--- DATA LISTING Enclosed Below ---

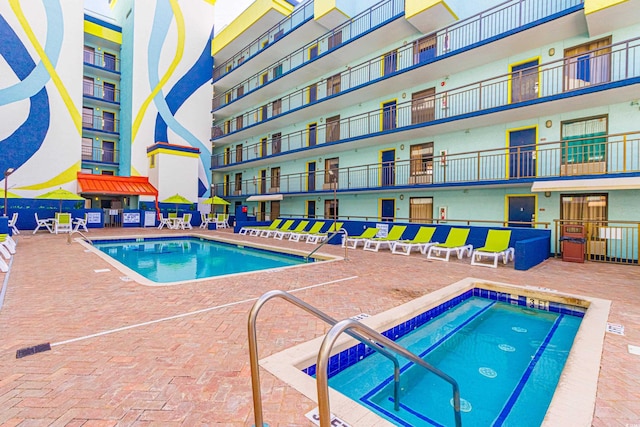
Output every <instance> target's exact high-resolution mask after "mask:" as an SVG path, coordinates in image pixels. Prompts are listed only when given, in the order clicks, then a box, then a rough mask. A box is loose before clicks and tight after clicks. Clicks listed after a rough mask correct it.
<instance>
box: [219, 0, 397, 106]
mask: <svg viewBox="0 0 640 427" xmlns="http://www.w3.org/2000/svg"><path fill="white" fill-rule="evenodd" d="M403 14H404V0H384V1H382V2H380V3H378V4H376V5H374V6H372V7H370V8H369V9H367V10H365V11H364V12H362V13H360V14H358V15H356V16H355V17H353V18H352V19H351V20H349V21H347V22H345V23H344V24H342V25H340V26H338V27H336V28H334V29H333V30H331V31H330V32H328V33H326V34H324V35H323V36H321V37H319V38H317V39H316V40H314V41H312V42H310V43H307V44H306V45H305V46H303V47H301V48H300V49H297V50H295V51H294V52H293V53H291V54H289V55H287V56H285V57H284V58H282V59H280V60H279V61H278V62H276V63H273V64H271V65H269V66H268V67H266V68H264V69H262V70H260V71H259V72H257V73H256V74H254V75H253V76H251V77H249V78H248V79H246V80H244V81H243V82H242V83H240V84H238V85H236V86H234V87H233V88H232V89H230V90H228V91H226V92H224V93H222V94H220V95H218V96H215V97H214V98H213V101H212V106H211V107H212V109H213V110H215V109H217V108H220V107H221V106H224V105H227V104H229V103H231V102H233V101H235V100H236V99H237V98H238V93H239V92H238V88H240V87H242V90H241V91H240V93H242V95H240V96H244V95H247V94H248V93H250V92H253V91H255V90H257V89H259V88H260V87H262V86H264V85H265V84H267V83H268V82H270V81H271V80H273V79H275V78H279V77H282V76H284V75H286V74H287V73H289V72H291V71H293V70H295V69H297V68H299V67H301V66H303V65H304V64H306V63H307V62H310V61H312V60H314V59H315V58H317V57H318V56H320V55H323V54H325V53H326V52H328V51H330V50H332V49H335V48H337V47H338V46H340V45H344V44H345V43H348V42H350V41H351V40H353V39H354V38H356V37H358V36H360V35H362V34H363V33H365V32H367V31H369V30H371V29H372V28H375V27H377V26H379V25H383V24H385V23H387V22H389V21H391V20H393V19H396V18H398V17H399V16H401V15H403ZM314 47H315V48H316V49H317V52H316V54H315V55H311V54H310V53H309V50H310V49H311V48H314ZM265 74H266V76H267V77H266V78H263V76H264V75H265Z"/></svg>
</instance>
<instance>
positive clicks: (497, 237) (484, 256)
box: [471, 230, 515, 268]
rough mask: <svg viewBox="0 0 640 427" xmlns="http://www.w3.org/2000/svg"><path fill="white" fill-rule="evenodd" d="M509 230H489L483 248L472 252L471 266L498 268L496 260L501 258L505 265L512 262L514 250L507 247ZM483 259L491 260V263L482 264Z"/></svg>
mask: <svg viewBox="0 0 640 427" xmlns="http://www.w3.org/2000/svg"><path fill="white" fill-rule="evenodd" d="M510 239H511V230H489V232H488V233H487V239H486V240H485V242H484V246H483V247H481V248H478V249H475V250H474V251H473V254H471V265H481V266H483V267H493V268H498V259H500V257H501V256H502V262H503V263H504V264H506V263H507V262H509V259H511V260H513V254H514V252H515V251H514V249H513V248H510V247H509V240H510ZM483 258H491V259H492V261H493V262H492V263H491V264H488V263H485V262H482V259H483Z"/></svg>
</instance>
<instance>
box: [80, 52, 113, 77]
mask: <svg viewBox="0 0 640 427" xmlns="http://www.w3.org/2000/svg"><path fill="white" fill-rule="evenodd" d="M83 60H84V65H85V66H88V67H94V68H98V69H100V70H103V71H107V72H109V73H117V74H120V60H119V59H118V58H117V57H116V56H115V55H112V54H109V53H101V52H94V51H90V50H85V51H84V57H83Z"/></svg>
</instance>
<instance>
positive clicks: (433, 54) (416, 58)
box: [413, 34, 438, 64]
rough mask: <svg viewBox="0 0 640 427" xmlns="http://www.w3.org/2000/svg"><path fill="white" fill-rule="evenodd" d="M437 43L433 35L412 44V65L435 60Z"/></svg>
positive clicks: (436, 38) (419, 39) (435, 38)
mask: <svg viewBox="0 0 640 427" xmlns="http://www.w3.org/2000/svg"><path fill="white" fill-rule="evenodd" d="M437 42H438V41H437V38H436V36H435V34H433V35H430V36H427V37H423V38H421V39H418V40H416V41H415V42H414V43H413V63H414V64H418V63H420V62H424V61H427V60H429V59H431V58H435V56H436V54H437V51H436V46H437Z"/></svg>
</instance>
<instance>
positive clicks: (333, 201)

--- End of Enclosed DATA LISTING ---

INSTRUCTIONS TO FOLLOW: Format the records from their start through the line containing "box: [219, 0, 397, 106]" as a numbered list. Skip blank lines and leave out the pictures.

WORKED SOLUTION:
1. Output every <instance> target's exact high-resolution mask after "mask:" as an SVG path, coordinates in image pixels. Prompts are listed only when given, in the order clicks, then a box, then a rough mask. A box is loose before clicks and tight after clicks. Clicks listed after a rough mask correct it.
2. <instance>
3. box: [219, 0, 397, 106]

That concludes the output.